The retina, the eye's light-sensitive layer, contains rod and cone-shaped cells that produce vision ©ALFRED PASIEKA/SPL/ ALAMY STOCK PHOTO

Tunable contacts can help correct color blindness


Scientists use sensitive dye to filter out the wavelengths of light that lead people to confuse red and green

Red-green color blindness affects around 300 million people across the world, leaving them unable to distinguish these commonly occurring colors. This has an impact on various aspects of their lives, from career choices to whether or not they are allowed to drive.

Researchers at Khalifa University have developed a possible solution to this condition: color-filtering contact lenses that can be tuned to address individual needs.

“Each patient has a different color blindness type and severity. With a tunable lens, we can proportion the filtering properties of each lens and meet a patient’s needs,” says Haider Butt, a professor at the university’s Department of Mechanical & Nuclear Engineering who works on the project.

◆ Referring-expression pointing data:
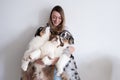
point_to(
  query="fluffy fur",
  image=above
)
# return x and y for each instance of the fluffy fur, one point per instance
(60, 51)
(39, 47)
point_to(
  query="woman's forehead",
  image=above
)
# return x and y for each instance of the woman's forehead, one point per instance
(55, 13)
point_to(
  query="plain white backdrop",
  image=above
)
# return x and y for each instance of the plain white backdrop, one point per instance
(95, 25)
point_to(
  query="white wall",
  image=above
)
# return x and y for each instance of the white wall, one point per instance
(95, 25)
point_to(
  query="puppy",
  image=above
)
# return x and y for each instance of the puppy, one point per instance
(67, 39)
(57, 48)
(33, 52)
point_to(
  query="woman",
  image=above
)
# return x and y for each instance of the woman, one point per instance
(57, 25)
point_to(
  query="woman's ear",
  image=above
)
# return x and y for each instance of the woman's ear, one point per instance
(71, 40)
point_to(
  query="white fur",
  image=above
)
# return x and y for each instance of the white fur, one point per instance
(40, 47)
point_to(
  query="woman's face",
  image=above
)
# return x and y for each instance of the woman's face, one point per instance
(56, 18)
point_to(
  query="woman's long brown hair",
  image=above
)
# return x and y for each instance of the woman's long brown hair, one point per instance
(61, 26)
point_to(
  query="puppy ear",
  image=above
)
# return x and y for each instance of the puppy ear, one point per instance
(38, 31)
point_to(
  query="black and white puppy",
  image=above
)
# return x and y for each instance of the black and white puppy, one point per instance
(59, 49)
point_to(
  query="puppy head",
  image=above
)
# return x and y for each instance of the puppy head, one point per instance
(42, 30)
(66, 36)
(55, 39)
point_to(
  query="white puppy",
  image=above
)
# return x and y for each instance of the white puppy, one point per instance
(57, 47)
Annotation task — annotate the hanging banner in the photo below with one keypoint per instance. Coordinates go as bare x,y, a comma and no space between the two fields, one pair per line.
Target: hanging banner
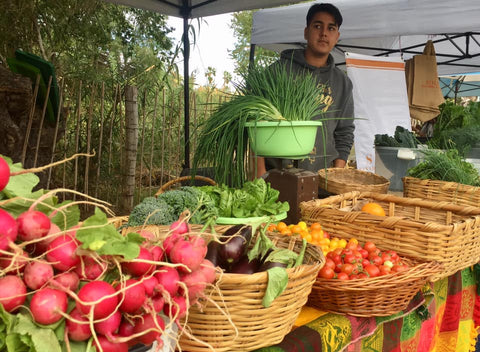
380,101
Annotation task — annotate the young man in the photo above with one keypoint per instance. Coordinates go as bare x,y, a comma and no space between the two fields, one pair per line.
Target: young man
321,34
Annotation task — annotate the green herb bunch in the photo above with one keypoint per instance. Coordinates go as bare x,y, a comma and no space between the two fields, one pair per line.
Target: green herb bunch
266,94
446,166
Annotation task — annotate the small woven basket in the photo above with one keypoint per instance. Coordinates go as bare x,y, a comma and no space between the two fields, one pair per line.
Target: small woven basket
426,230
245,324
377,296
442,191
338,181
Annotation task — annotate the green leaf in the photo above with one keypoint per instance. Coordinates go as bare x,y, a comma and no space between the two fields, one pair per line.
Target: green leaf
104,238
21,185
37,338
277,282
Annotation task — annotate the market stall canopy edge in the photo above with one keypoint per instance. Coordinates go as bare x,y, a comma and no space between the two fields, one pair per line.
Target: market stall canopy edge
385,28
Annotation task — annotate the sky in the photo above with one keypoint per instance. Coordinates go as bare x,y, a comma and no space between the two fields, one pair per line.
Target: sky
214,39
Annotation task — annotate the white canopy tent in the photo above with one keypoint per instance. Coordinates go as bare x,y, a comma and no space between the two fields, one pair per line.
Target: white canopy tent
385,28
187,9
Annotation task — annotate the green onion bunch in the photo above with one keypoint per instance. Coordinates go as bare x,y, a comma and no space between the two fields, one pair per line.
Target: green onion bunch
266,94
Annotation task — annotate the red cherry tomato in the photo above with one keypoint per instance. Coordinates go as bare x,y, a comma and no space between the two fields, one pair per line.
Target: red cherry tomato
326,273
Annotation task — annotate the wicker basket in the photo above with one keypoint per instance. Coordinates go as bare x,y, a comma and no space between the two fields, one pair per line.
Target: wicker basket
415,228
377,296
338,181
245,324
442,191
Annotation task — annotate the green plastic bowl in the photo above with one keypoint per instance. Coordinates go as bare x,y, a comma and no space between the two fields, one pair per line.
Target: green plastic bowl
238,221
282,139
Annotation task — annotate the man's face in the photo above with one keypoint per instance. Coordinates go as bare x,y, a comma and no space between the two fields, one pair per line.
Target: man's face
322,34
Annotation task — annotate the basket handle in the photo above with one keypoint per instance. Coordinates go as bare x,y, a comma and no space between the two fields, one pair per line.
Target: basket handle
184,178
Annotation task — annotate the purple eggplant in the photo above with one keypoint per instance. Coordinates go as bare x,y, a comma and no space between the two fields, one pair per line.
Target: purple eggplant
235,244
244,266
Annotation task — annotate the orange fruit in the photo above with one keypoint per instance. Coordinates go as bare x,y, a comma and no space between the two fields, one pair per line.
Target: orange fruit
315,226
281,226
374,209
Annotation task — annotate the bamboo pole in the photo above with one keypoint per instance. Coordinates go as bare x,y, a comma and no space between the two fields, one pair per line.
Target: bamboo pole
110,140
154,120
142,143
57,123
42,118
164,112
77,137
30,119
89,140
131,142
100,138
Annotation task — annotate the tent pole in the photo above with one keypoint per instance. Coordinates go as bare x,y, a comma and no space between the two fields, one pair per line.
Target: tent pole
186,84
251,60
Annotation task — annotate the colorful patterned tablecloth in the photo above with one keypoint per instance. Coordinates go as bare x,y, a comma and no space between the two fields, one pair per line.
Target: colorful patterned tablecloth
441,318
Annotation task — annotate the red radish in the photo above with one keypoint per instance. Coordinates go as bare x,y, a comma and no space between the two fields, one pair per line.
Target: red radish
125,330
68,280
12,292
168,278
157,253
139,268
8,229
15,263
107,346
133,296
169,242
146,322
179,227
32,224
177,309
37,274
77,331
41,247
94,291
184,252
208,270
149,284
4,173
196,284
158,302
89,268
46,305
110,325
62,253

◆ Work task 1:
Revise the color-blindness article from "Red-green color blindness" down to "address individual needs.", replacing "Researchers" with "Scientists".
◆ Work task 2:
According to the color-blindness article, why is it useful for the lenses to be tunable?
◆ Work task 3:
Pick up the article on contact lenses for color blindness after its last sentence and continue it.
Nothing in the rows is needed here.

◆ Final answer 1:
Red-green color blindness affects around 300 million people across the world, leaving them unable to distinguish these commonly occurring colors. This has an impact on various aspects of their lives, from career choices to whether or not they are allowed to drive.

Scientists at Khalifa University have developed a possible solution to this condition: color-filtering contact lenses that can be tuned to address individual needs.

◆ Final answer 2:
Each patient has a different type and severity of color blindness. A tunable lens lets the filtering properties of each lens be adjusted to meet that patient's needs.

◆ Final answer 3:
The retina of the eye has three types of photoreceptor cone cells, which are usually triggered by the specific wavelengths of blue, green and red light. In red-green color blindness, the photoreceptors responsible for detecting green light don’t work properly and mistakenly respond to red light.

“Each patient has a different color blindness type and severity. With a tunable lens, we can proportion the filtering properties of each lens and meet a patient’s needs.”

Haider Butt

To correct this, the team developed special contact lenses that contain a common dye called neutral red. This dye filters out certain wavelengths of light, in this case those that fall between green and red in the natural spectrum, making it easier for people with color blindness to tell them apart.

Building on previous attempts to help patients with the condition by filtering light, Butt and his team were able to tune the lenses to block specific wavelengths. To do this they used different pH solutions to tweak the light-absorbing properties of the dye particles. This allows lenses to be individually matched using 3D printing, to help block the exact wavelengths of light that contribute to an individual’s color blindness.

“Tests have shown promising results, with the special lenses able to match the performance of corrective glasses already available for color-blind people,” says Butt. The team has obtained several patents.

“The lenses improve the distinction between red and green color for some patients and help them pass the Ishihara tests,” Butt explains. These classic tests, developed more than a century ago by the Japanese ophthalmologist Shinobu Ishihara, use a series of pictures made up of colored dots to check vision.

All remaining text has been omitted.